_Task description_
Each line that follows should be printed again exactly as it stands.

-- BEGIN Materials provided --

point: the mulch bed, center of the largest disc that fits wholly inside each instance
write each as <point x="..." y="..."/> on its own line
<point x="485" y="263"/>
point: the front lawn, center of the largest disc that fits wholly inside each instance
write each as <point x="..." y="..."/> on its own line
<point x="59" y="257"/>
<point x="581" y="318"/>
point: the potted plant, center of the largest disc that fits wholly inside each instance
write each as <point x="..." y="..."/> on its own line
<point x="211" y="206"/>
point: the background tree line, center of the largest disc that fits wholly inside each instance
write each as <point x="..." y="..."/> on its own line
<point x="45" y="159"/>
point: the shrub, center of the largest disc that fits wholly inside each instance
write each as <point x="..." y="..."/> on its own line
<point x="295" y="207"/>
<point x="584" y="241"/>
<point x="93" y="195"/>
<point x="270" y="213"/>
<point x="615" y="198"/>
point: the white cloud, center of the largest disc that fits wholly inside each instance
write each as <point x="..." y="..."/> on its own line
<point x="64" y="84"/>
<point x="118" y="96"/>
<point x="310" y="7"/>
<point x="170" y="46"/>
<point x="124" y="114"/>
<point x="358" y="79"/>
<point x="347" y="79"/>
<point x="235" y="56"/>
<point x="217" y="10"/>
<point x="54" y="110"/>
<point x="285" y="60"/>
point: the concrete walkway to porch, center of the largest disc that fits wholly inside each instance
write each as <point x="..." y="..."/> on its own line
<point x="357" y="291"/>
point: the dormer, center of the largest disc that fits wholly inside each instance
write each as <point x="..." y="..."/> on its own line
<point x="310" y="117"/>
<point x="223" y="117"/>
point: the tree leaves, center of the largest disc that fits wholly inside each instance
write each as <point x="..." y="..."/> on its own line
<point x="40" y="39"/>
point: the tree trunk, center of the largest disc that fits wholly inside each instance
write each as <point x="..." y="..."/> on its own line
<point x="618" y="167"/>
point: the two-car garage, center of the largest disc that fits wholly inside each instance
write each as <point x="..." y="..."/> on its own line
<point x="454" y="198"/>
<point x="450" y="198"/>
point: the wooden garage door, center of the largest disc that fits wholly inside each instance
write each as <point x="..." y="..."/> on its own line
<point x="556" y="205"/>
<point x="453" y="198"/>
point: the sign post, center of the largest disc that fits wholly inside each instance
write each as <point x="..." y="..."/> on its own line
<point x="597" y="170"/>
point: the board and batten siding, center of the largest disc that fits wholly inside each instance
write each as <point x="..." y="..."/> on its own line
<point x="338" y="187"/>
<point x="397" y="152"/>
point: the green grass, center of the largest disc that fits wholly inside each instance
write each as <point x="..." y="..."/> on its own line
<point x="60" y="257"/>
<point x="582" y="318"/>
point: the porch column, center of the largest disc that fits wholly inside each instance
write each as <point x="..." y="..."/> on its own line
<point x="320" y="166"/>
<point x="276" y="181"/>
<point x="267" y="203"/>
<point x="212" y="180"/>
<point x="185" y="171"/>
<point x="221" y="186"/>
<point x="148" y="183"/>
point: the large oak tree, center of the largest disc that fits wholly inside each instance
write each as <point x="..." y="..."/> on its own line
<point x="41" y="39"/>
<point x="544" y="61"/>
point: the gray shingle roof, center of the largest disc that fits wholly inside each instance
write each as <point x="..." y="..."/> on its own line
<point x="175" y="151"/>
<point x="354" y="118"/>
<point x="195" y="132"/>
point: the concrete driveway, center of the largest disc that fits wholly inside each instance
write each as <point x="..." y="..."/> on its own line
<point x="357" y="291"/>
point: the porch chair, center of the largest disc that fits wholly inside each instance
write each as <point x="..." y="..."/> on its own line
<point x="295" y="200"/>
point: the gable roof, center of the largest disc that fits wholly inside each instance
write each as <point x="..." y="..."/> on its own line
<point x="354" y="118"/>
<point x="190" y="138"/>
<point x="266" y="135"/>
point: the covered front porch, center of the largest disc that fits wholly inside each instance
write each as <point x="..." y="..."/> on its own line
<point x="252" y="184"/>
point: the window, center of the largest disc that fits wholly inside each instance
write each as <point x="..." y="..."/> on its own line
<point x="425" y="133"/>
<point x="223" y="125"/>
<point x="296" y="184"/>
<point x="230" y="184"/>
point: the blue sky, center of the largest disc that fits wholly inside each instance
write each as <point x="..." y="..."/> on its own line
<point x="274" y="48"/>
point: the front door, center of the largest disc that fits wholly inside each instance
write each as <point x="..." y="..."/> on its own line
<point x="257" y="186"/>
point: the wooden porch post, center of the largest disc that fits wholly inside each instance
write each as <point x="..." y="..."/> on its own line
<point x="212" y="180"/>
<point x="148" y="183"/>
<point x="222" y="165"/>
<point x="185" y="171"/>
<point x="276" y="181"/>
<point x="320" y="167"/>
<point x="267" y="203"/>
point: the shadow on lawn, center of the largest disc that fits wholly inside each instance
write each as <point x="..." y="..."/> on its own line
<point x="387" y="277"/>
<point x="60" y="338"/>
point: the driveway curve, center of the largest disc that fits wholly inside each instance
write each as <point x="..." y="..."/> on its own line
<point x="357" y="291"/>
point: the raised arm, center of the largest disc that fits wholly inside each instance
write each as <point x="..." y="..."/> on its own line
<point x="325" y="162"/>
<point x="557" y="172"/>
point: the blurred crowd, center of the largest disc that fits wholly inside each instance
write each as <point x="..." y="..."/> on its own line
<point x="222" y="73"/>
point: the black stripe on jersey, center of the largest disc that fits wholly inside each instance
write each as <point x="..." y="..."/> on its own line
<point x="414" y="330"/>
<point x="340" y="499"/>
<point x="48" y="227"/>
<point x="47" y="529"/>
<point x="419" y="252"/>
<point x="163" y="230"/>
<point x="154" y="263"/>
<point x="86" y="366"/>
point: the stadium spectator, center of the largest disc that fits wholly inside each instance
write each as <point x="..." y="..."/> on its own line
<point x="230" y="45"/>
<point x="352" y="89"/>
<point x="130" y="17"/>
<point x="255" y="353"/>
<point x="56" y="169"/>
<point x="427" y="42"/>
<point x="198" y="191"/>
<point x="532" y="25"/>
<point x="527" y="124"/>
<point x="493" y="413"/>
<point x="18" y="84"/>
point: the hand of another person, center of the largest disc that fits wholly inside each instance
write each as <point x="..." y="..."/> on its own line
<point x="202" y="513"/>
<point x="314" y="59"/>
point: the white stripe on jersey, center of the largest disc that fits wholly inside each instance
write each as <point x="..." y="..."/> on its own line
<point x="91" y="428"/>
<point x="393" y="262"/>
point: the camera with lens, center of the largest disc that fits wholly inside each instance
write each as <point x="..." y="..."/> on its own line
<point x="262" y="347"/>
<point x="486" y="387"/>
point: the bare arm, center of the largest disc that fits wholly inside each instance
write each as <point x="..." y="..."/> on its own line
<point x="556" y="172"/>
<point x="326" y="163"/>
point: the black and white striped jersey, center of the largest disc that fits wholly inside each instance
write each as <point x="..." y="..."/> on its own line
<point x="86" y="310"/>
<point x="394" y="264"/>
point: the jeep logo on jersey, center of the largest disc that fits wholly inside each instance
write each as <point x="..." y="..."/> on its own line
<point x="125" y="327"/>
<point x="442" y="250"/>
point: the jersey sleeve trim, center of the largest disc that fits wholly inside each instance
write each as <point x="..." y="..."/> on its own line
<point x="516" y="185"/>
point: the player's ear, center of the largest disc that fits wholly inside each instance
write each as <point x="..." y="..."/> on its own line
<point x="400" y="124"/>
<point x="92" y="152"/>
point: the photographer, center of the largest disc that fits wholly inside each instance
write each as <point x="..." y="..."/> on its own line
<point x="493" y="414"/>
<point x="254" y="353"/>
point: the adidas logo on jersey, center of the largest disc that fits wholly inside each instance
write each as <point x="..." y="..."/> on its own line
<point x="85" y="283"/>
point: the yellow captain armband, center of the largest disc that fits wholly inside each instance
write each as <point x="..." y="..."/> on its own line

-- END Materials provided --

_Finished task_
point: the mulch bed, center of the largest disc that fits wholly inside each instance
write each as <point x="..." y="..."/> on its own line
<point x="485" y="263"/>
point: the front lawn, center of the largest disc that fits wholly inside each instance
write each as <point x="..." y="..."/> on its own line
<point x="59" y="257"/>
<point x="581" y="318"/>
point: the potted plant, center of the largest disc that fits wholly inside each instance
write each as <point x="..." y="..."/> on its own line
<point x="211" y="206"/>
point: the background tree line, center of the largest disc that fits wholly inside each instance
write each as <point x="..." y="..."/> on its own line
<point x="45" y="159"/>
point: the shrub, center of the largest disc that fits wholly inside each instance
write each as <point x="..." y="..."/> on its own line
<point x="295" y="207"/>
<point x="584" y="241"/>
<point x="93" y="195"/>
<point x="270" y="213"/>
<point x="615" y="198"/>
point: the white cloud, center of the largest disc that fits wholly inside each instance
write each as <point x="..." y="..."/> on its own line
<point x="64" y="84"/>
<point x="118" y="96"/>
<point x="310" y="7"/>
<point x="170" y="46"/>
<point x="124" y="114"/>
<point x="358" y="79"/>
<point x="347" y="79"/>
<point x="235" y="56"/>
<point x="217" y="10"/>
<point x="54" y="110"/>
<point x="285" y="60"/>
point: the concrete walkway to porch, center of the largest disc that fits wholly inside each instance
write each as <point x="..." y="..."/> on its own line
<point x="357" y="291"/>
point: the dormer, center of the largest disc that fits wholly inside each instance
write each as <point x="..." y="..."/> on its own line
<point x="310" y="117"/>
<point x="223" y="117"/>
point: the tree leaves, center of the largest disc that fits wholly inside each instance
write each as <point x="..." y="..."/> on its own line
<point x="40" y="39"/>
point: the tree trunk, center of the largest disc that fits wholly inside each instance
write each as <point x="..." y="..."/> on its own line
<point x="618" y="167"/>
point: the two-car garage, center of the largest disc that fits wholly inside each instance
write each as <point x="..." y="..."/> on its own line
<point x="454" y="198"/>
<point x="450" y="198"/>
point: the wooden garage door, center of the largest disc that fits wholly inside each instance
write each as <point x="..." y="..."/> on its own line
<point x="556" y="205"/>
<point x="453" y="198"/>
point: the sign post, center of the largest disc that fits wholly inside each instance
write each as <point x="..." y="..."/> on its own line
<point x="597" y="170"/>
point: the board and batten siding, center of the largest disc that fits wholly inside each instance
write each as <point x="..." y="..."/> on its own line
<point x="338" y="187"/>
<point x="397" y="152"/>
point: the green grass, center of the largest disc that fits wholly inside each instance
write each as <point x="..." y="..."/> on its own line
<point x="60" y="257"/>
<point x="582" y="318"/>
point: the porch column, center of the largest disc that fits wholly inside each instance
write each as <point x="..." y="..."/> on its own line
<point x="320" y="166"/>
<point x="276" y="181"/>
<point x="267" y="203"/>
<point x="212" y="180"/>
<point x="185" y="171"/>
<point x="221" y="186"/>
<point x="148" y="183"/>
point: the large oak tree, center of the largest disc that fits wholly inside each instance
write each as <point x="..." y="..."/> on its own line
<point x="41" y="39"/>
<point x="544" y="61"/>
point: the gray shingle roof, center of the largest disc that fits wholly inside each instance
write each as <point x="..." y="..."/> on its own line
<point x="175" y="151"/>
<point x="354" y="118"/>
<point x="195" y="132"/>
point: the concrete driveway, center of the largest disc that fits wholly inside each instance
write each as <point x="..." y="..."/> on its own line
<point x="357" y="291"/>
point: the porch chair, center of the largest disc that fits wholly inside each instance
write each as <point x="..." y="..."/> on its own line
<point x="295" y="200"/>
point: the gable roof, center of the largest disc that fits wholly inside each instance
write each as <point x="..." y="..."/> on its own line
<point x="354" y="118"/>
<point x="190" y="138"/>
<point x="266" y="135"/>
point: the covered front porch, center of the largest disc that fits wholly inside each instance
write each as <point x="..." y="..."/> on its own line
<point x="252" y="184"/>
point: the window, center of the largest disc that fits wholly inside each instance
write each as <point x="..." y="..."/> on its own line
<point x="425" y="133"/>
<point x="223" y="125"/>
<point x="296" y="184"/>
<point x="230" y="184"/>
point: the blue sky, center of the largest disc that fits wholly inside each instance
write each as <point x="..." y="..."/> on its own line
<point x="274" y="48"/>
point: the front door, center of the largest disc that fits wholly inside each instance
write each as <point x="..." y="..."/> on its own line
<point x="257" y="186"/>
point: the wooden porch post, center of the largest disc that fits wholly inside each instance
write each as <point x="..." y="..."/> on its own line
<point x="212" y="180"/>
<point x="148" y="183"/>
<point x="222" y="165"/>
<point x="185" y="171"/>
<point x="276" y="181"/>
<point x="320" y="167"/>
<point x="267" y="203"/>
point: the shadow on lawn, center of the largest disc that fits wholly inside each instance
write each as <point x="..." y="..."/> on its own line
<point x="387" y="277"/>
<point x="60" y="338"/>
point: the driveway curve, center of the largest disc that fits wholly inside each instance
write each as <point x="..." y="..."/> on its own line
<point x="357" y="291"/>
point: the raised arm, center of the largest disc that fits wholly inside each instance
write each as <point x="..." y="..."/> on its own line
<point x="325" y="162"/>
<point x="557" y="172"/>
point: the blurred crowd, center of the largest disc that fits wholly inside each instance
write each as <point x="..." y="..."/> on its own line
<point x="222" y="73"/>
point: the black stripe on jersey, center of the largest disc that fits wholly inside each instance
write each as <point x="..." y="..."/> on its own line
<point x="414" y="330"/>
<point x="340" y="499"/>
<point x="48" y="227"/>
<point x="47" y="529"/>
<point x="419" y="252"/>
<point x="163" y="230"/>
<point x="154" y="263"/>
<point x="86" y="366"/>
point: the stadium spectator, center of the largest disc that fits wholly inside each instance
write each as <point x="..." y="..."/> on its own line
<point x="230" y="45"/>
<point x="352" y="89"/>
<point x="130" y="17"/>
<point x="255" y="353"/>
<point x="56" y="169"/>
<point x="427" y="42"/>
<point x="198" y="191"/>
<point x="532" y="25"/>
<point x="527" y="124"/>
<point x="493" y="413"/>
<point x="18" y="84"/>
point: the hand of another person, center of the largest disc that fits wholly inside each instance
write each as <point x="..." y="..."/> on its own line
<point x="202" y="513"/>
<point x="314" y="59"/>
point: the white stripe on jersey, center of the largest disc that fits wholly inside each instance
write each as <point x="..." y="..."/> on its own line
<point x="91" y="428"/>
<point x="393" y="262"/>
point: the camera with lens, center of the largest disc that fits wholly inside each instance
write each as <point x="..." y="..."/> on its own line
<point x="262" y="347"/>
<point x="486" y="387"/>
point: the bare arm, center of the largest disc that fits wholly inside each instance
write each as <point x="..." y="..."/> on its own line
<point x="556" y="172"/>
<point x="326" y="163"/>
point: the black and white striped jersey, center of the largest disc that fits wholly inside each instance
write each as <point x="..." y="..."/> on its own line
<point x="86" y="310"/>
<point x="394" y="264"/>
point: the jeep logo on jersey, center of the largest disc that fits wholly inside each instance
write each as <point x="..." y="..."/> on its own line
<point x="125" y="327"/>
<point x="442" y="250"/>
point: the jersey sleeve trim, center of the largest disc that fits wholly inside each instance
write each as <point x="..." y="..."/> on its own line
<point x="516" y="185"/>
point: the player's ear, center of the largest disc that fits wholly inside each instance
write each as <point x="..." y="..."/> on its own line
<point x="400" y="124"/>
<point x="92" y="152"/>
point: the photographer, center of the largest disc that fits wholly inside each instance
write each as <point x="..." y="..."/> on its own line
<point x="493" y="414"/>
<point x="254" y="353"/>
point: the adidas logo on jersey, center of the largest disc that fits wholly inside each instance
write each as <point x="..." y="..."/> on its own line
<point x="85" y="283"/>
point: the yellow captain armband, center of the largest disc that fits wholly inside each instance
write each as <point x="..." y="..."/> on its own line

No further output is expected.